→ Objective: Starting at the line that contains "of the grassy" and ending at the end of the data, copy those lines with "coverage grid" changed to "placement grid" and everything else left as it is. Omit the pictures from your copy.

→ Data records:
(begin)

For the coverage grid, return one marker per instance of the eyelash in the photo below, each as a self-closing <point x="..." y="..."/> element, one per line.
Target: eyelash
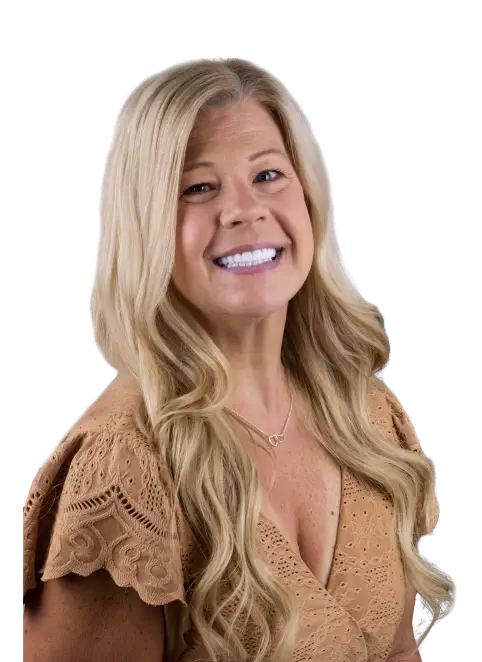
<point x="279" y="172"/>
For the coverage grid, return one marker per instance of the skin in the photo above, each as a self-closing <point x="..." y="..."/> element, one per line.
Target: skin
<point x="245" y="314"/>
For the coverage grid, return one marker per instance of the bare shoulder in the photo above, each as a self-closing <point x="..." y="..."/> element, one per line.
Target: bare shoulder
<point x="90" y="618"/>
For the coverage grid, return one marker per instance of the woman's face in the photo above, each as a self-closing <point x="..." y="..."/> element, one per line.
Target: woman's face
<point x="235" y="200"/>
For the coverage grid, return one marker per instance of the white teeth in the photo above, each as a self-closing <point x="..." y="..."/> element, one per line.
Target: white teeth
<point x="249" y="258"/>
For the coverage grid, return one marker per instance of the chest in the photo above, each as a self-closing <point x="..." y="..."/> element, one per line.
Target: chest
<point x="304" y="500"/>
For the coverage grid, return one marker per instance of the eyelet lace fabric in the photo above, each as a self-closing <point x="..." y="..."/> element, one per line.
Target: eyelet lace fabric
<point x="102" y="499"/>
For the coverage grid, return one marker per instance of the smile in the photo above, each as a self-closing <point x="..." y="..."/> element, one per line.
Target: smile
<point x="257" y="268"/>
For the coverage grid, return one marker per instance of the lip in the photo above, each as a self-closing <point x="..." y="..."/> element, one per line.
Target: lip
<point x="249" y="247"/>
<point x="265" y="266"/>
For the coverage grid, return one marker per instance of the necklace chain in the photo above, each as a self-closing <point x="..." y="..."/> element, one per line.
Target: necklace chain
<point x="274" y="439"/>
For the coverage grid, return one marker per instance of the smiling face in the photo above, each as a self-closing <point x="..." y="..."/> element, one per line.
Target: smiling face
<point x="239" y="200"/>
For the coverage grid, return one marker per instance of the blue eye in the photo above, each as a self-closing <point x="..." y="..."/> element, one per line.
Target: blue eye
<point x="191" y="191"/>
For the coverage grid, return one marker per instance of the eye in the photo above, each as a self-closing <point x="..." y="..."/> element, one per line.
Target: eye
<point x="191" y="190"/>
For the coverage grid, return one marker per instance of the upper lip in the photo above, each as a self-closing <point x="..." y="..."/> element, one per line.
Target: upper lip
<point x="249" y="247"/>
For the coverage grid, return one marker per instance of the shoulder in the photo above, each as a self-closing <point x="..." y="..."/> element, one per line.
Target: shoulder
<point x="387" y="411"/>
<point x="103" y="500"/>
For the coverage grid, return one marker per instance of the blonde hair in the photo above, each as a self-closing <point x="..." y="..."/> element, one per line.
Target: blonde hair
<point x="334" y="343"/>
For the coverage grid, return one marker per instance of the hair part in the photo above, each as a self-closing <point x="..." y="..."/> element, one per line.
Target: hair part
<point x="334" y="343"/>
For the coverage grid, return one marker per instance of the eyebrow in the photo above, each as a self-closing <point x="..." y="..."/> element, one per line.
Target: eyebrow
<point x="251" y="158"/>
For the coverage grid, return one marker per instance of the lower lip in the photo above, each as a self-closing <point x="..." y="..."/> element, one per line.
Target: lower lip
<point x="257" y="268"/>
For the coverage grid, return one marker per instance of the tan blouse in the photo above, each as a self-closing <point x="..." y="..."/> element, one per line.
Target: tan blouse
<point x="101" y="499"/>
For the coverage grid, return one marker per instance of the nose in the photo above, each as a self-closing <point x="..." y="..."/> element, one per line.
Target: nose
<point x="239" y="205"/>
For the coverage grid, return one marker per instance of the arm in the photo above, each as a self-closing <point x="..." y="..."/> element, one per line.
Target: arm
<point x="404" y="648"/>
<point x="90" y="619"/>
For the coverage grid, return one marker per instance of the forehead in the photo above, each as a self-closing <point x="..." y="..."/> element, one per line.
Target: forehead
<point x="243" y="124"/>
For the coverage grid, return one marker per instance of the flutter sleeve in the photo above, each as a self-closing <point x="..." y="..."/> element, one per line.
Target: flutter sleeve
<point x="100" y="501"/>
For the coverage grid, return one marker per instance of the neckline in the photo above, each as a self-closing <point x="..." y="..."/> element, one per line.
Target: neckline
<point x="271" y="524"/>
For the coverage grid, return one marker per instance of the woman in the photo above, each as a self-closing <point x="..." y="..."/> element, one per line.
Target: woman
<point x="246" y="488"/>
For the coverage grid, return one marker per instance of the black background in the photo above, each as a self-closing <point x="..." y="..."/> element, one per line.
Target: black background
<point x="380" y="133"/>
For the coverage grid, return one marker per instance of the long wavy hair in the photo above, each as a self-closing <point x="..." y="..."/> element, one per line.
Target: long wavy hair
<point x="334" y="343"/>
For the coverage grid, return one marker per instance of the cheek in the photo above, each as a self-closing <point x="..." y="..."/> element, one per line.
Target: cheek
<point x="192" y="237"/>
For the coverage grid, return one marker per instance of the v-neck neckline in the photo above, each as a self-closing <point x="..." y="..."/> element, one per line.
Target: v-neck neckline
<point x="271" y="525"/>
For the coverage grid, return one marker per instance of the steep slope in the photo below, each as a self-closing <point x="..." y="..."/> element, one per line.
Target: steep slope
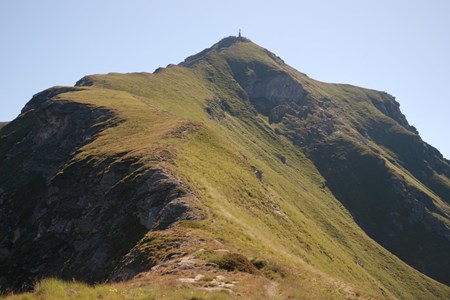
<point x="229" y="156"/>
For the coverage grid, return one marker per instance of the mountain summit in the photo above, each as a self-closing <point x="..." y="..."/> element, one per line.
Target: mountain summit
<point x="232" y="173"/>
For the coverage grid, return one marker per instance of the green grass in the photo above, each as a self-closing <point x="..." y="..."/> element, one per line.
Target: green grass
<point x="54" y="289"/>
<point x="308" y="240"/>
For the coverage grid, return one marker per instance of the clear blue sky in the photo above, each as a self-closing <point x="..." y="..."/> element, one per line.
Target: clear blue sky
<point x="398" y="46"/>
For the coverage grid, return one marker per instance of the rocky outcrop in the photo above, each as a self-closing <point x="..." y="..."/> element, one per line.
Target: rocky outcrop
<point x="69" y="216"/>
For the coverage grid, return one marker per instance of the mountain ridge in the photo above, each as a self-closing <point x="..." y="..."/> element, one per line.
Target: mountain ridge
<point x="256" y="143"/>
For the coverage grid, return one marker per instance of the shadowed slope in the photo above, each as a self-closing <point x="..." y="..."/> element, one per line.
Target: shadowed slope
<point x="252" y="144"/>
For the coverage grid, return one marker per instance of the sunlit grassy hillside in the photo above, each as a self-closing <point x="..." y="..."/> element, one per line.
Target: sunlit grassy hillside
<point x="262" y="195"/>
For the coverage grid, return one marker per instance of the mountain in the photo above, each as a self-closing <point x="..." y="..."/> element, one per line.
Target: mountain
<point x="232" y="173"/>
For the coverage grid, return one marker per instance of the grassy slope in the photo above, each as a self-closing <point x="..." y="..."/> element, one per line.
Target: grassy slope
<point x="288" y="218"/>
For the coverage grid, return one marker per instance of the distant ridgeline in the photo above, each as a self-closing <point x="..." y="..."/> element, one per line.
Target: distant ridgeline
<point x="231" y="165"/>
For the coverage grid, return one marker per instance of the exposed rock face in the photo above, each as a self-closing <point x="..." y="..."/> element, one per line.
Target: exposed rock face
<point x="70" y="217"/>
<point x="395" y="213"/>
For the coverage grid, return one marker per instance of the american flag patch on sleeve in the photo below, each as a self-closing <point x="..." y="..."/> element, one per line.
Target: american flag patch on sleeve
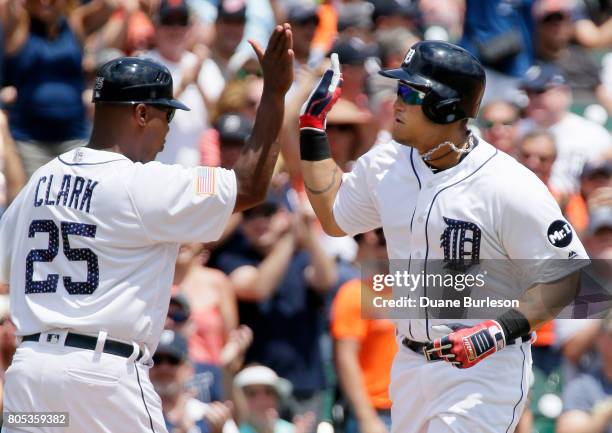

(end)

→ Answer to the exercise:
For the placement grid, return one marker per instance of the grassy slope in the photo above, each as a self-closing <point x="..." y="..."/> element, one per line.
Target: grassy slope
<point x="288" y="218"/>
For the placement grid, return one marker per instance of the distant ridgeline in the photo above, each as a self-closing <point x="..." y="..."/> element, one per line.
Target: distant ridgeline
<point x="231" y="165"/>
For the placement grid, return one marker per instance of the exposed rock face in the photo above, each as a self-closing <point x="..." y="..."/> element, one per line.
Target: exposed rock face
<point x="70" y="217"/>
<point x="395" y="213"/>
For the placement grid, return one marker per instance of the american flag patch on sleeve in the photo below, each as a self-closing <point x="..." y="..."/> element, one per line.
Target: american flag patch on sleeve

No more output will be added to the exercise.